[A set of records]

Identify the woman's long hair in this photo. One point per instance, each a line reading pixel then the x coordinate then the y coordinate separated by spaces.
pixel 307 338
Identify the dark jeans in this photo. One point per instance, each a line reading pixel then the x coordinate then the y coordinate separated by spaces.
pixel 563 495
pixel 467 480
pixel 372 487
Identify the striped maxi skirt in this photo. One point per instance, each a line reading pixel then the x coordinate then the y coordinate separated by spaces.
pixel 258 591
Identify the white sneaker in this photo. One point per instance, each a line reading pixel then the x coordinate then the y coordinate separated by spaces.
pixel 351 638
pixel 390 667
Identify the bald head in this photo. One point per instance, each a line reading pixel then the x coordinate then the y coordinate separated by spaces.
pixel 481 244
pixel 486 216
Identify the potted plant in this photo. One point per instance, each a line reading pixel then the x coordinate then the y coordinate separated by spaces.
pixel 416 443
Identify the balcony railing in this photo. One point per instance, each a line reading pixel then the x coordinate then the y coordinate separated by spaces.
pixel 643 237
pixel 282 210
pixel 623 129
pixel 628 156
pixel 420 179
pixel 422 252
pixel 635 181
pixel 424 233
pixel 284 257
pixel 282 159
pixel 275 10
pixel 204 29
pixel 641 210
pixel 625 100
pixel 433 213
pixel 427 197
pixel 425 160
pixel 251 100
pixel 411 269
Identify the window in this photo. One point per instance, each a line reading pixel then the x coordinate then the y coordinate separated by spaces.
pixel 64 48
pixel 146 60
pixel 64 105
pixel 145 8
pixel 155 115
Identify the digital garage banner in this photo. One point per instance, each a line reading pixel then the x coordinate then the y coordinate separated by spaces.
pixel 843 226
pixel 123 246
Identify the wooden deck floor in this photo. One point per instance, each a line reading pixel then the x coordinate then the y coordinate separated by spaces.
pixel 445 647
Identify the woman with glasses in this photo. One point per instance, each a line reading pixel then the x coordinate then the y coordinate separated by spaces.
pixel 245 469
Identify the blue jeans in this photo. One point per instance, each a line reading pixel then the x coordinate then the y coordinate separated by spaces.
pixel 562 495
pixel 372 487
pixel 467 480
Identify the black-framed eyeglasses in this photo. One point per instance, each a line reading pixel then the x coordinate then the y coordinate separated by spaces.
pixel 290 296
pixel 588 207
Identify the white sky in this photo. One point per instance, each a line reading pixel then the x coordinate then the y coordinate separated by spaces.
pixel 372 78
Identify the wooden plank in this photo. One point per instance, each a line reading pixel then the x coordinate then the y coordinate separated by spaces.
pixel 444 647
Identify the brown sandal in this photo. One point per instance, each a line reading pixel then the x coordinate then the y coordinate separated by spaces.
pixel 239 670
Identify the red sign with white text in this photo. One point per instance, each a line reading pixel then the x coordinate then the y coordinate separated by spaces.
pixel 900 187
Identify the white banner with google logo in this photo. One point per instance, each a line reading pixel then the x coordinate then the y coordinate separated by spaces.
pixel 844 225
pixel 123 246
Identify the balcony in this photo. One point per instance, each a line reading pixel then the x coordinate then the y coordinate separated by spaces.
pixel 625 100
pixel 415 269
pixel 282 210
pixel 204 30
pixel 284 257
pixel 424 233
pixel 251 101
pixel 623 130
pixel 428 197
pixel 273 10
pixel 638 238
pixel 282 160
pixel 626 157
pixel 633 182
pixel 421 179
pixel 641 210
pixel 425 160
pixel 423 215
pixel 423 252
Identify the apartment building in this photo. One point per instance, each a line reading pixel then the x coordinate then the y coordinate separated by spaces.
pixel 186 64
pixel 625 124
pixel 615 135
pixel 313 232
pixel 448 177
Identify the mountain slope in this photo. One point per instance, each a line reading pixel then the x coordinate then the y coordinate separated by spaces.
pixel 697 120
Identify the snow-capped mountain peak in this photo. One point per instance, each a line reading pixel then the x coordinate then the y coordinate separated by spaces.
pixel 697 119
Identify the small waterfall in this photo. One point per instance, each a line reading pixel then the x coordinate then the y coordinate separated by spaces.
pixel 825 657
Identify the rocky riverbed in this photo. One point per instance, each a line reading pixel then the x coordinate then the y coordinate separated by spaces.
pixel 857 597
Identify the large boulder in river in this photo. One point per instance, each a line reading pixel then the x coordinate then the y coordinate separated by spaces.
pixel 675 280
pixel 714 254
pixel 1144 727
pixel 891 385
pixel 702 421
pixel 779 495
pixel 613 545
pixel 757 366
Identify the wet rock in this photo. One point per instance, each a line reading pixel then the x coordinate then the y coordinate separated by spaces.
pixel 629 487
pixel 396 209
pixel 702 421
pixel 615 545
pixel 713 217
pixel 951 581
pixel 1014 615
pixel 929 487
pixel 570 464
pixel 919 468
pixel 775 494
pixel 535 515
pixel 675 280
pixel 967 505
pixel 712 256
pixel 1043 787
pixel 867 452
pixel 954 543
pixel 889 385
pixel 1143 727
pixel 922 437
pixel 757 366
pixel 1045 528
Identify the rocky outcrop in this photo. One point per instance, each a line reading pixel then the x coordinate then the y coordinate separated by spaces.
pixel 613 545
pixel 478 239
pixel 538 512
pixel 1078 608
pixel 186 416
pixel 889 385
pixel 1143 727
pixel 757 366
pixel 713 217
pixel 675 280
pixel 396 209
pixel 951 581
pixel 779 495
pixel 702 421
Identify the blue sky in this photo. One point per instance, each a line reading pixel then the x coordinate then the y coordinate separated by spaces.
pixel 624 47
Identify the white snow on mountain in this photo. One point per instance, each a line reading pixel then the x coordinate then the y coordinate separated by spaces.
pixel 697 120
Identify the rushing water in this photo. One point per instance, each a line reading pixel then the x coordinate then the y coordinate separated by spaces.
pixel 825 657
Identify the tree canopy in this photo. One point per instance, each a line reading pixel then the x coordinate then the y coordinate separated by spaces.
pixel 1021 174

▶ Challenge
Copy every one of the records above verbatim, line for line, from the first to the last.

▶ Correct output
Identify the woman's long hair in this photo. One point per instance, each a line reading pixel then the x coordinate then the y coordinate separated by spaces.
pixel 307 338
Identify the dark jeans in this photo. One point per instance, each a line reading pixel then the x coordinate then the y coordinate separated by spaces.
pixel 563 495
pixel 467 480
pixel 372 487
Identify the striped maxi skirt in this photo. One point per instance, each a line reading pixel then the x coordinate then the y coordinate separated by spaces.
pixel 258 591
Identify the white sneaker in this photo. One point per instance, each a line reading pixel then the x coordinate then the y coordinate separated by spaces.
pixel 351 638
pixel 390 667
Identify the bald head in this photo. One point per instance, each a line reading pixel then the x coordinate then the y coordinate separated by spaces.
pixel 481 244
pixel 486 216
Identify the potted plant in this photo. One point per instance, each a line reading pixel then the x coordinate then the y coordinate separated by spaces.
pixel 416 443
Identify the balcony railing in this photo. One point per instance, each a line reading pixel then the x coordinate then the y coordinate separated by spaces.
pixel 643 237
pixel 282 210
pixel 623 129
pixel 628 156
pixel 420 179
pixel 422 252
pixel 635 181
pixel 424 233
pixel 284 257
pixel 282 159
pixel 275 10
pixel 204 29
pixel 641 210
pixel 625 100
pixel 433 213
pixel 427 197
pixel 425 160
pixel 251 100
pixel 411 269
Identify the window in this photo. One point per instance, each a line reading pixel then the x coordinate then the y coordinate separated by spaces.
pixel 64 48
pixel 146 60
pixel 64 105
pixel 145 8
pixel 155 115
Identify the digital garage banner in this photo. One point per instance, each a line reading pixel then the x coordinate then the y coordinate separated by spaces.
pixel 843 226
pixel 123 246
Identify the wooden deck floor in this photo. One point per instance, each a line reading pixel then the x coordinate then the y coordinate separated by spaces.
pixel 445 647
Identify the woman with glasses in this photo. One point per instance, each a line reading pixel then the x coordinate then the y coordinate separated by spaces.
pixel 245 469
Identify the blue jeans in this photo. One point per instance, each a line reading pixel then the x coordinate then the y coordinate separated by spaces.
pixel 562 495
pixel 372 487
pixel 467 480
Identify the black-framed eyeglasses in this photo. One point per instance, each a line reading pixel then the x coordinate then the y coordinate separated by spaces.
pixel 290 296
pixel 588 207
Identify the white sky in this photo. One point per instance, each a line reading pixel then the x coordinate then the y coordinate separated by spaces.
pixel 372 78
Identify the wooden plank in this photo. One point per instance, each a line reading pixel then the x coordinate then the y coordinate separated by spaces.
pixel 444 647
Identify the brown sandal in this photo. One point per instance, each a line reading pixel then the x coordinate then the y coordinate separated by spaces.
pixel 239 670
Identify the red sign with white text in this photo. One point per instance, each a line reading pixel then the x coordinate then the y coordinate separated by spaces.
pixel 900 187
Identify the white banner with google logo in this photo. One point per instance, each a line reading pixel then the x coordinate then the y coordinate separated by spaces.
pixel 844 225
pixel 123 246
Identify the balcony in this photo. One point per instance, each a line reading pixel then the x coordinate then the y coordinate separated by spaces.
pixel 625 100
pixel 415 269
pixel 282 210
pixel 204 30
pixel 284 257
pixel 424 233
pixel 251 101
pixel 623 130
pixel 428 197
pixel 273 10
pixel 638 238
pixel 282 160
pixel 626 157
pixel 633 182
pixel 421 179
pixel 641 210
pixel 425 160
pixel 423 215
pixel 423 252
Identify the apartment building in this photo. One point per instance, each a line reading pixel then the x coordinate then the y coordinate separated by spaces.
pixel 186 64
pixel 625 124
pixel 615 135
pixel 313 232
pixel 448 177
Identify the mountain slope in this photo. One point per instance, each a line reading pixel then the x coordinate then the y coordinate separated by spaces.
pixel 697 120
Identify the snow-capped mountain peak in this photo. One point per instance, each a line reading pixel then the x coordinate then the y coordinate separated by spaces.
pixel 697 119
Identify the small waterfall in this photo. One point per instance, each a line reading pixel then the x coordinate then the y coordinate separated by spaces.
pixel 825 657
Identify the rocky riverbed in this photo. One point per instance, each a line reading pixel then the x coordinate then the y coordinate separated by spaces.
pixel 857 597
Identify the large boulder in river in this photo. One point per instance, each a line reading pixel then the x coordinate then the y coordinate separated by spaces.
pixel 675 280
pixel 714 254
pixel 1144 727
pixel 891 385
pixel 702 421
pixel 779 495
pixel 613 545
pixel 757 366
Identify the wet rock in this photo. One point per instance, each a line reading pixel then the x coordinate then the y coordinate separated by spaces.
pixel 629 487
pixel 396 209
pixel 702 421
pixel 615 545
pixel 713 217
pixel 951 581
pixel 1014 615
pixel 929 487
pixel 570 464
pixel 919 468
pixel 775 494
pixel 535 515
pixel 675 280
pixel 967 505
pixel 712 256
pixel 1043 787
pixel 867 452
pixel 954 543
pixel 889 385
pixel 1143 727
pixel 922 437
pixel 757 366
pixel 1045 528
Identify the rocky outcrop in this photo. One point per instance, each a line reading pixel then the x coordinate then the y coordinate separated by spaces.
pixel 613 545
pixel 478 239
pixel 538 512
pixel 1078 608
pixel 186 416
pixel 889 385
pixel 1143 727
pixel 757 366
pixel 713 217
pixel 675 280
pixel 396 209
pixel 951 581
pixel 779 495
pixel 702 421
Identify the blue sky in this photo. One point per instance, each a line reading pixel then the x coordinate then the y coordinate separated by spaces.
pixel 624 47
Identify the white snow on mountain in this photo. One point per instance, each a line reading pixel then the x coordinate then the y coordinate separated by spaces.
pixel 697 120
Identify the rushing water in this photo. One point per instance, each a line reading pixel then the x coordinate then the y coordinate separated by spaces.
pixel 825 657
Identify the tree canopy in this photo. One point per instance, each a line reading pixel then the x coordinate then the y coordinate separated by spaces.
pixel 1021 174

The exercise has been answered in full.